─── Data supplied
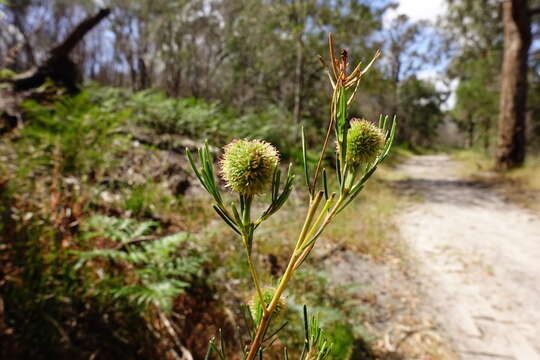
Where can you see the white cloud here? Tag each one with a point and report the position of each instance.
(418, 10)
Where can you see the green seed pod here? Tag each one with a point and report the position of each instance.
(256, 308)
(365, 142)
(247, 166)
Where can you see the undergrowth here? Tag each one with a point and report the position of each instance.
(102, 257)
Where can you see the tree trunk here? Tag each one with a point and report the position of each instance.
(59, 67)
(517, 41)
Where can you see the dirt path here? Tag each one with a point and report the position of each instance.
(479, 261)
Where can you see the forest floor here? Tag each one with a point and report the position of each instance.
(477, 260)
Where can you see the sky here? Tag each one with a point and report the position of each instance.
(420, 9)
(425, 10)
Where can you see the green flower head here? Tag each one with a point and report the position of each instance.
(365, 142)
(256, 308)
(247, 166)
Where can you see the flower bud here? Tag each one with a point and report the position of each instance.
(256, 308)
(247, 166)
(365, 142)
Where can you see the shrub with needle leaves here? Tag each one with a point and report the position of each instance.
(247, 166)
(251, 167)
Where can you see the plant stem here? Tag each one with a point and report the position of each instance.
(287, 275)
(256, 280)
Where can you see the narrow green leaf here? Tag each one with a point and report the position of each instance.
(304, 160)
(226, 219)
(325, 184)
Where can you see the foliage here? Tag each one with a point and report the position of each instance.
(158, 273)
(352, 174)
(421, 110)
(74, 130)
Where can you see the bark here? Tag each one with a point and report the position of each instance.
(517, 41)
(59, 67)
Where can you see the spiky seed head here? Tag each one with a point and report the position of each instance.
(255, 305)
(365, 141)
(247, 166)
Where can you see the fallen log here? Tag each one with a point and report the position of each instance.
(58, 66)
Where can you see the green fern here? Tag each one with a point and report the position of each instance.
(158, 270)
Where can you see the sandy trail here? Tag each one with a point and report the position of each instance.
(479, 260)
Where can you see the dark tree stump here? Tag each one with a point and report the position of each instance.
(59, 67)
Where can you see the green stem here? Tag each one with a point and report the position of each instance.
(254, 348)
(255, 279)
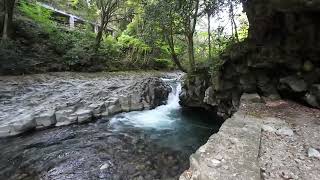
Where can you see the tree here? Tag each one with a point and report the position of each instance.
(6, 15)
(189, 11)
(108, 12)
(161, 17)
(234, 27)
(209, 9)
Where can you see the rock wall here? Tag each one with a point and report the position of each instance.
(280, 58)
(36, 103)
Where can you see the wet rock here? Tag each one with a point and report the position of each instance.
(255, 98)
(17, 125)
(83, 115)
(114, 109)
(294, 84)
(238, 139)
(311, 100)
(308, 66)
(268, 128)
(97, 108)
(65, 117)
(285, 131)
(46, 119)
(68, 98)
(313, 153)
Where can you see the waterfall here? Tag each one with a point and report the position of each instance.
(161, 117)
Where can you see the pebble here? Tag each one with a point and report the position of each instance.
(313, 153)
(285, 131)
(268, 128)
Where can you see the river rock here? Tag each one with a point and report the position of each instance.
(294, 84)
(311, 100)
(61, 99)
(46, 119)
(65, 117)
(254, 98)
(83, 115)
(285, 131)
(17, 125)
(313, 153)
(97, 108)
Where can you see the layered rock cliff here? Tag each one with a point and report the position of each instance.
(280, 58)
(60, 99)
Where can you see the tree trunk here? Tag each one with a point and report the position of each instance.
(209, 36)
(99, 38)
(175, 59)
(191, 52)
(7, 18)
(177, 62)
(233, 22)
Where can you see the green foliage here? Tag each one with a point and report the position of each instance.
(38, 14)
(163, 64)
(136, 44)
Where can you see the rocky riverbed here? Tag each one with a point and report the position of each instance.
(58, 99)
(140, 145)
(265, 139)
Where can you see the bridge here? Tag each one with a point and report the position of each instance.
(73, 20)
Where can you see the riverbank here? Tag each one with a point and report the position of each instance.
(264, 139)
(151, 144)
(58, 99)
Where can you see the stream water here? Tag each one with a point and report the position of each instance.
(151, 144)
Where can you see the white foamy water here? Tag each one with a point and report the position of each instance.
(161, 117)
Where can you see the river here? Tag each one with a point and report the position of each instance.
(151, 144)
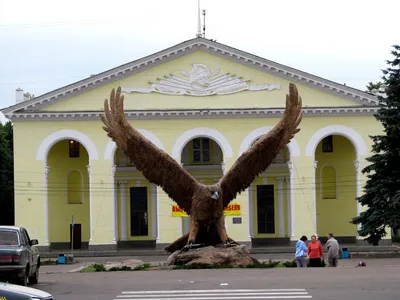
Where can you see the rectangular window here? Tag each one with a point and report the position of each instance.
(73, 149)
(265, 209)
(327, 144)
(201, 150)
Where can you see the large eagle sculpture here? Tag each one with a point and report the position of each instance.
(205, 204)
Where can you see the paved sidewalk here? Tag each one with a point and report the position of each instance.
(347, 263)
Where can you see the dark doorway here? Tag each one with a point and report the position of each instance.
(265, 208)
(77, 236)
(139, 212)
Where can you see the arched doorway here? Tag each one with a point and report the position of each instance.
(203, 158)
(336, 188)
(68, 192)
(269, 203)
(136, 198)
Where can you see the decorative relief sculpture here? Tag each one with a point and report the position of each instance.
(200, 81)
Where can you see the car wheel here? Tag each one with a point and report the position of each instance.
(23, 280)
(34, 279)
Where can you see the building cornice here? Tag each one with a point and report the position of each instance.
(195, 114)
(185, 48)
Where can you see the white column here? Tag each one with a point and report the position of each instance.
(114, 204)
(46, 205)
(250, 194)
(358, 188)
(122, 207)
(289, 207)
(90, 205)
(154, 210)
(281, 207)
(158, 214)
(315, 195)
(290, 197)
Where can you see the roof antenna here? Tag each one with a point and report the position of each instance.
(199, 20)
(204, 23)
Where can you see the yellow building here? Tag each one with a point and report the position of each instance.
(204, 103)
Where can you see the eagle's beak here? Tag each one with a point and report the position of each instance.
(215, 196)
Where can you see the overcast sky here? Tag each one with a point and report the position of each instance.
(47, 44)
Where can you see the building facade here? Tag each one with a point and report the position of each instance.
(204, 103)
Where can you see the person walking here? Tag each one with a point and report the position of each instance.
(301, 252)
(332, 246)
(315, 252)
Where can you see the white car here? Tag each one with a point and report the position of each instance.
(18, 292)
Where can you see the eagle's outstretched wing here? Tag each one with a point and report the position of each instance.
(260, 155)
(154, 163)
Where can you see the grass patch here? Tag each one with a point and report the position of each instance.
(264, 265)
(101, 268)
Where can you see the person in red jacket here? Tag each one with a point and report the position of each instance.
(315, 252)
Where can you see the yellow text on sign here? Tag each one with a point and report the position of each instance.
(232, 209)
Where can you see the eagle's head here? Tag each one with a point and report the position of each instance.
(214, 192)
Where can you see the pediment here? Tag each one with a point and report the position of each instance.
(186, 70)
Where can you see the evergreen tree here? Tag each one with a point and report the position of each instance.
(382, 189)
(6, 174)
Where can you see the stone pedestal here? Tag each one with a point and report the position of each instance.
(232, 256)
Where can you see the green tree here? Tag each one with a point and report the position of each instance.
(382, 189)
(6, 174)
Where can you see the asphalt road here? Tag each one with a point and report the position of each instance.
(379, 280)
(274, 256)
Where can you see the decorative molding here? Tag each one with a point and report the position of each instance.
(55, 137)
(293, 146)
(356, 139)
(185, 48)
(193, 114)
(206, 132)
(109, 151)
(200, 81)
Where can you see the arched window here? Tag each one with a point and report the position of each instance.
(201, 150)
(75, 187)
(328, 182)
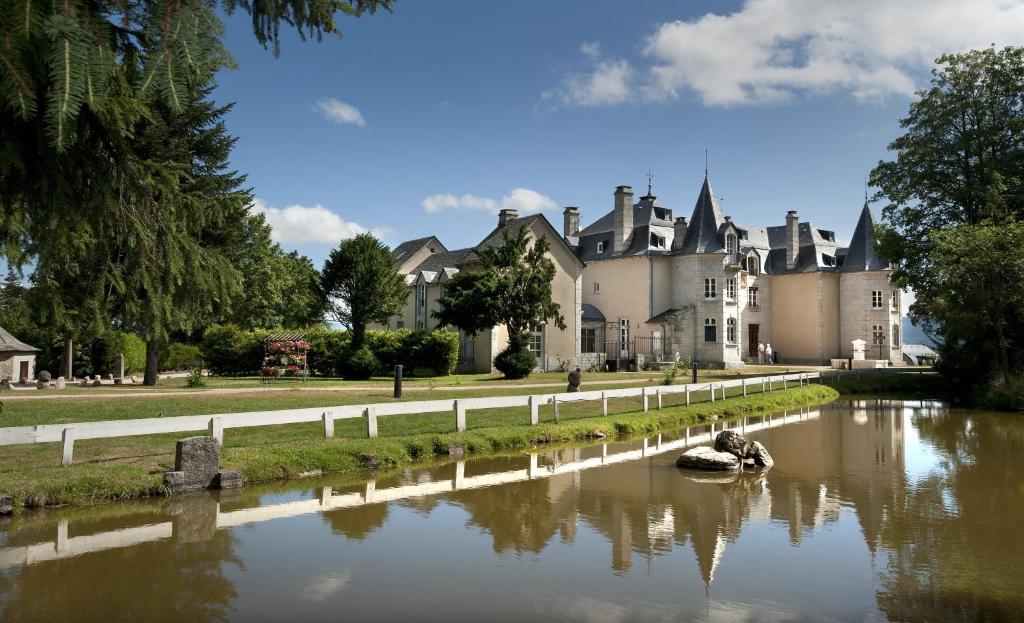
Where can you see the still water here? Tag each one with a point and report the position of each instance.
(875, 510)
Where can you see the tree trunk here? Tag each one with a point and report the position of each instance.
(67, 361)
(152, 363)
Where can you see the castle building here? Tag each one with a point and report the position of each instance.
(639, 287)
(712, 290)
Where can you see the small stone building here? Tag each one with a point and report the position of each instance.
(17, 360)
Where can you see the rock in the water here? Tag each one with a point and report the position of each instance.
(708, 458)
(760, 455)
(733, 443)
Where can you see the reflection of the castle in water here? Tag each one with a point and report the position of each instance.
(851, 457)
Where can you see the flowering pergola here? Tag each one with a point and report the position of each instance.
(285, 355)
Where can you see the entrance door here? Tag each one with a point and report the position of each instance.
(753, 339)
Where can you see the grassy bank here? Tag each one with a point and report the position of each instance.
(132, 467)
──────
**The exercise:** Pictures stay out; retype only the lines from the line containing "Where can you see the eagle's head" through the end of the listing, inclusive, exactly as they appear.

**Result:**
Where can you see the eagle's head here? Tag each one with a point and report the position of each instance.
(214, 192)
Where can you see the pediment here? Tag each one with a point and report the position of each instance.
(186, 70)
Where can you see the evergreen tree here? Tag each one with a point and report the position of each instance.
(382, 189)
(6, 174)
Where can you see the stone pedestal here? Tag each one with a point and report the position of each instance.
(232, 256)
Where can you see the green tree here? Tag each one with a point and report the position of each instance.
(382, 189)
(6, 174)
Where can you see the asphalt road here? Tag each one with a point and report the position of each instance.
(379, 280)
(274, 256)
Where can you see the decorative molding here? Tag each one with a point and report the position of each instance.
(55, 137)
(293, 146)
(356, 139)
(185, 48)
(193, 114)
(206, 132)
(109, 151)
(200, 81)
Where can you see the arched window here? Tag each one with a point and report the position of each instance.
(201, 150)
(75, 187)
(328, 182)
Where can you see the still water here? Tag each one with a point and report the position of each instance.
(875, 510)
Where can you see the tree trunk here? Tag each one with a point and report the position of each instance.
(67, 361)
(152, 363)
Where can you see the castle building here? Tag each one with a point and report the position of each instance.
(639, 287)
(712, 290)
Where can you see the small stone building here? Tag each one with a point and report the position of each instance.
(17, 360)
Where can you see the rock in the water here? Tag each one with a point and report the position of each instance.
(708, 458)
(760, 455)
(733, 443)
Where can you see the reflection of the castle in water here? Tag each one with a point and report the position of each instance.
(851, 457)
Where can you see the flowering pergola here? Tag each one with a point and report the position of each instance.
(285, 355)
Where can you see the entrance door here? Tag each one with a point and report the position of each instance.
(753, 339)
Where can you see the grassy bank here? Tag each one with a point and report the position of each instance.
(132, 467)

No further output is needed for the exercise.